━━ Record extracts
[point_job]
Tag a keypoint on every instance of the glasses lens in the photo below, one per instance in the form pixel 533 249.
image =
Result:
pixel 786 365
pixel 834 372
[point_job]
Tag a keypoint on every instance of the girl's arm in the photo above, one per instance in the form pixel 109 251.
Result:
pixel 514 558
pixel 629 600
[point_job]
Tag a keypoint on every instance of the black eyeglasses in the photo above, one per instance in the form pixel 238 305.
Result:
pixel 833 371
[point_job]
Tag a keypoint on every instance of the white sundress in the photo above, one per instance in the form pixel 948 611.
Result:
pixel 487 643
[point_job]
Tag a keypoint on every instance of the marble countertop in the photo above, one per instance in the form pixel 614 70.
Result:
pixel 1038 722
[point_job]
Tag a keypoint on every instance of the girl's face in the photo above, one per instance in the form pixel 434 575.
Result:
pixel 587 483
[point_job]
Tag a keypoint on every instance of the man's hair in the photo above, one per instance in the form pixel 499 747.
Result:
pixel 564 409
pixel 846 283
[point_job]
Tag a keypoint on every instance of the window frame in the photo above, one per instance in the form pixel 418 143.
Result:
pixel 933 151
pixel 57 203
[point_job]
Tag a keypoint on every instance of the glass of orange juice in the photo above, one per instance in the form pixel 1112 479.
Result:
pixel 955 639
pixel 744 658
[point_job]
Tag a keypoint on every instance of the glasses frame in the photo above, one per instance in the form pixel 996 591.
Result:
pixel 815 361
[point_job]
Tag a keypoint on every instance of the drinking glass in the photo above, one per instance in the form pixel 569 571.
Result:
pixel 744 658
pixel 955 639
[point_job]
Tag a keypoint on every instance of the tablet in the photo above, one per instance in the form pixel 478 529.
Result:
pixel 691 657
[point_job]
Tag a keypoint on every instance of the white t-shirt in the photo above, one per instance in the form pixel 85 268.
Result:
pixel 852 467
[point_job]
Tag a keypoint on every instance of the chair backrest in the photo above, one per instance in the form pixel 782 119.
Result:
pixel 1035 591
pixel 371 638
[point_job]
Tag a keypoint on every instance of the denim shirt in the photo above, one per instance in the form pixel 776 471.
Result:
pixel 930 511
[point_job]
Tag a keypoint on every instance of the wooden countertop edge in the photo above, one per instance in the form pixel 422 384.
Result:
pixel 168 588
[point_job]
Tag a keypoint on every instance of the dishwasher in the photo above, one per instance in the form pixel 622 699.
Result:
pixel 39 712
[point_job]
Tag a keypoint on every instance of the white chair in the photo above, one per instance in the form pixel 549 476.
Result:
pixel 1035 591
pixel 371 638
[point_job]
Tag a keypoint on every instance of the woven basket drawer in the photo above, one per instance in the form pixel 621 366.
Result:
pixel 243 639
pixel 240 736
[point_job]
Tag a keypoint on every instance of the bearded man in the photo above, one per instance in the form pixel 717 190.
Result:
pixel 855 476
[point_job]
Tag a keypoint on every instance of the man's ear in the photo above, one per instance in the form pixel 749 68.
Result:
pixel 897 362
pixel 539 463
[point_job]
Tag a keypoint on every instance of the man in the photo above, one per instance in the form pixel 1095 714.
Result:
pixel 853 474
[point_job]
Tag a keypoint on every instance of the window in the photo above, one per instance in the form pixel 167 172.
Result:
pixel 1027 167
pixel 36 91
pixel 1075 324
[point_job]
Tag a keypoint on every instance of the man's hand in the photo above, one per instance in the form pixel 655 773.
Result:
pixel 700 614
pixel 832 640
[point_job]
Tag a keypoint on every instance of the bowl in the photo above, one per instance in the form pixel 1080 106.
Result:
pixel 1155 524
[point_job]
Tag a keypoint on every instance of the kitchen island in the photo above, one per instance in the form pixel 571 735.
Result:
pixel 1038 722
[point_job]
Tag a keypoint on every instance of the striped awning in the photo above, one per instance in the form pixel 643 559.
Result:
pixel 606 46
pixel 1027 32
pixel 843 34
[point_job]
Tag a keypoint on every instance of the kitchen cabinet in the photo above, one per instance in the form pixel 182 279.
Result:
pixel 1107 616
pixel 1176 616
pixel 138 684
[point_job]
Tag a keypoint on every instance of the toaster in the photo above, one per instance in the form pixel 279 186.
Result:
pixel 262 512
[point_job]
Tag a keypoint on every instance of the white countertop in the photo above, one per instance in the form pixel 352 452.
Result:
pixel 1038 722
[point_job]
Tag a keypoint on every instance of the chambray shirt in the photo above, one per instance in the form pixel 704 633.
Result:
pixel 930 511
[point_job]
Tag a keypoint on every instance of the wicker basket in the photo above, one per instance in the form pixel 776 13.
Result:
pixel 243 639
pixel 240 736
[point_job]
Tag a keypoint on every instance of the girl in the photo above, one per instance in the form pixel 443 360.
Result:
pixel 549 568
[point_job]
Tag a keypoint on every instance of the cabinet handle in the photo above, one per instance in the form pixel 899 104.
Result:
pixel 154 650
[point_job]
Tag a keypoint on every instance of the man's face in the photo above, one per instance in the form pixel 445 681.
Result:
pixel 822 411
━━━━
The records above need to be transcribed in full. Keep every character unchanged.

[point_job]
Tag a keypoint on every instance of the glasses lens in the photo below, one per instance in the form pixel 533 249.
image =
Result:
pixel 786 365
pixel 834 372
[point_job]
Tag a keypoint on every instance of the girl's arm in the photo above, one per instance in the form pixel 109 251.
Result:
pixel 514 558
pixel 629 600
[point_job]
Tag a keypoint on every instance of the black eyeglasses in the photo above, one per instance in the form pixel 238 305.
Result:
pixel 833 371
[point_job]
Tag a keypoint on every instance of the white sundress in the photo above, one per instance in the form pixel 948 611.
Result:
pixel 487 643
[point_job]
Tag a keypoint on every instance of the marble countertop in the photo above, one per instance in the form pixel 614 70.
Result:
pixel 1038 722
[point_job]
Tag a keypoint on every instance of the girl's face in the photo above, one per instance in the form pixel 434 575.
Result:
pixel 587 483
[point_job]
Tag a keypoint on every instance of the man's hair in the photo above, one per instance in the form pixel 499 747.
Result:
pixel 564 409
pixel 846 283
[point_job]
Tag a keypoint on every instance of the window frame in the photo above, one per instance in the form pixel 418 143.
Result:
pixel 933 151
pixel 57 203
[point_job]
Tag a keypoint on every instance of the glass of orange juice in the photo above, one per instance in the form pixel 1112 479.
Result:
pixel 955 639
pixel 744 658
[point_job]
Tag a keypoint on every instance of the glasses frame in the photo above, one per instance in the form pixel 996 591.
Result:
pixel 815 361
[point_job]
Tag a keypoint on every instance of the drinking glass in the photo above, one per instance in the form pixel 569 571.
Result:
pixel 744 658
pixel 955 639
[point_job]
Tag a keypoint on every instance of the tablet in the photo above, one per instance in the form pixel 478 529.
Result:
pixel 691 657
[point_job]
Tag a keypoint on every instance of the white t-shirt in the photo above, one per instance in the form pixel 85 268.
Result:
pixel 852 467
[point_job]
Tag a keypoint on every instance of the chair backrest in the photo above, one per instance in the form pixel 782 119.
Result:
pixel 1035 591
pixel 371 638
[point_job]
Tag a keypoint on every instance of the denim shirt in the photo above, one per instance in the form pixel 776 471.
Result:
pixel 930 511
[point_job]
Tag a keypoint on every instance of the wooden countertop edge in the photo above, one per instance in the form pixel 422 384.
Result:
pixel 168 588
[point_job]
Tag a keypoint on every instance of the dishwasher in the photo above, one per instance in the form pixel 622 699.
Result:
pixel 39 712
[point_job]
Tag a keypoint on every instance of the white chair in the photo above, one per instance in the form pixel 549 476.
Result:
pixel 1035 591
pixel 371 638
[point_job]
Tag a keypoint on every instance of the woven basket drawer in the photo above, one per instance in the form pixel 621 366.
Result:
pixel 243 639
pixel 240 736
[point_job]
Tag a keypoint on every instance of the bearded man in the photo above, one per instance in the form pixel 717 190.
Result:
pixel 855 476
[point_job]
Tag a keypoint on every instance of the man's ear in the photo above, one per instance in the form pixel 749 68.
Result:
pixel 897 362
pixel 539 463
[point_job]
Tag a keypoint on every instance of the man in the photo above, one per instance in the form pixel 1095 714.
Result:
pixel 853 474
[point_job]
Tag a keypoint on every instance of the window in the photo above, one per instance in the form pixel 167 172.
Result:
pixel 1027 167
pixel 36 91
pixel 1075 324
[point_job]
Tag a keypoint on every instance of the man's hand in the photo above, one per instance in the form pixel 655 773.
Result:
pixel 700 614
pixel 832 640
[point_job]
Tag a keypoint on every instance of the bowl in the photo above, one per instance in the form pixel 1080 106.
Result:
pixel 1155 524
[point_job]
Tag a keypoint on every instance of the kitchen island in the photo above, one per instance in the form pixel 571 735.
Result:
pixel 1038 722
[point_job]
Tag a keypoint on every instance of the striped awning in the photo above, one per instance in the form pixel 643 559.
Result:
pixel 606 46
pixel 1027 32
pixel 843 34
[point_job]
Tag a keypoint on every instance of the kitchen cabinet in the photo above, one per instance in the form pixel 182 279.
Result:
pixel 1107 616
pixel 1176 616
pixel 138 684
[point_job]
Tag a keypoint on every instance of the toaster in the photo above, one per instance in the form pixel 279 186.
Result:
pixel 262 512
[point_job]
Tag a keypoint on every instance of the white countertop in the photo above, one per instance in the form pixel 352 452.
Result:
pixel 1038 722
[point_job]
Tag a keypoint on every instance of the chambray shirt in the photo above, one per instance in the form pixel 704 633.
Result:
pixel 930 511
[point_job]
Tag a keypoint on every instance of the wicker basket in the photo above, one per instance in the form pixel 776 13.
Result:
pixel 243 639
pixel 240 736
[point_job]
Tag a keypoint on every instance of the girl in the photo above, one per instance in the form pixel 443 360.
Result:
pixel 549 568
[point_job]
Tag a keypoint on every instance of the cabinet handle in the photo above, one per instance in the form pixel 899 104.
Result:
pixel 154 650
[point_job]
Tag a keypoint on every instance of the man's face in the photo above, one per instance in the form pixel 445 681.
Result:
pixel 822 411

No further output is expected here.